[Passage Boundary: Start]

Both parties need to figure out a workable rent that pays the expenses and contributes to the landlord’s obligations. Tenants need to understand that it may be break-even for their business for a while, as if they were starting up from scratch, and will need to estimate how many months they can survive at that rate. Reopening based on pre-COVID-19 “normal” projections on revenue and rent are unrealistic. Landlords may need to accommodate a ramp-up period for the business to re-open, or the tenants may not re-open at all. Tenants may need to commit to a reasonable deferral of rent (with or without interest), additional lease term, liability or repayment of some abatement/expenses. If a tenant has received a PPP loan from the SBA, the tenant should be able to pay its rent for at least the period covered by the loan.
Such business plans should be shared with landlords. If the landlord is unwilling to work with the tenant and negotiate rent, then the tenant can make decisions accordingly and let the landlord know it can’t reopen on those terms. There will be some financial pain on both sides of the lease transaction, and neither party should expect that things will be the same as before given the current economic impacts. Seeking advice from accountants on the financial projections, and advice from legal counsel on contract remedies and ramifications is wise at this point. Agreements regarding such accommodations should be in writing. Tenants who are asking for rent relief should expect to share their financial records and situation honestly with landlords, which may be uncomfortable for some tenants, but which is not unreasonable given tenant’s request.
One solution, which aligns both parties’ interests, is an agreement that involves minimum rent and a percentage rent on additional revenue as the business ramps back up until pre-COVID revenue levels are reached. This requires additional reporting on the tenant’s part, and careful definition of gross revenue to account for actual funds received less refunds and credits, but can accommodate the return to business and a sharing of risk. If the business does not return, there may be a lease termination clause at a certain point. Landlords and tenants will need to explore whether such clauses would apply to extensions or any assignees, and possibly repayment terms if the tenant decides to close.

[Passage Boundary: End]

**Exercise instructions:**
1. For each statement about the passage about reopening rent, answer yes or no and quote the words that decide it. (a) Agreements on accommodations should be put in writing. (b) Reopening based on pre-COVID-19 projections is realistic. (c) A minimum-plus-percentage rent agreement means less reporting by the tenant.
2. Quote from the passage about reopening rent the part that opens with the words containing "One solution, which" and closes with "decides to close.".
Rely only on the passage about reopening rent, not on the data.

[Supplied information Boundary: Start]

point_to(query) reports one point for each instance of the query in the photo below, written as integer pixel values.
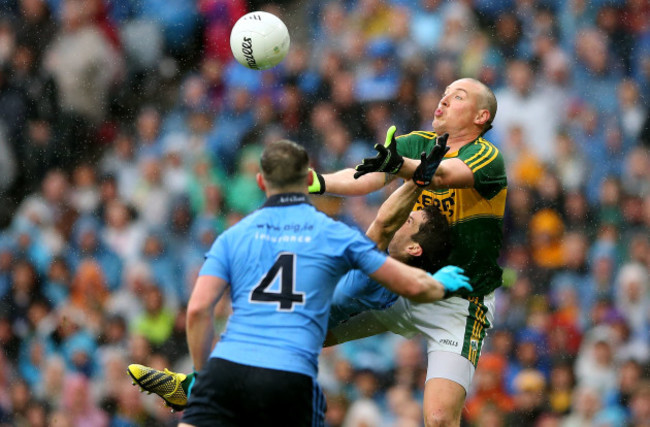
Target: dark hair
(434, 237)
(284, 163)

[Supplied information Boundary: End]

**Answers provided:**
1.
(a) Yes: "Agreements regarding such accommodations should be in writing."
(b) No: "Reopening based on pre-COVID-19 “normal” projections on revenue and rent are unrealistic."
(c) No: "This requires additional reporting on the tenant’s part"

2.
One solution, which aligns both parties’ interests, is an agreement that involves minimum rent and a percentage rent on additional revenue as the business ramps back up until pre-COVID revenue levels are reached. This requires additional reporting on the tenant’s part, and careful definition of gross revenue to account for actual funds received less refunds and credits, but can accommodate the return to business and a sharing of risk. If the business does not return, there may be a lease termination clause at a certain point. Landlords and tenants will need to explore whether such clauses would apply to extensions or any assignees, and possibly repayment terms if the tenant decides to close.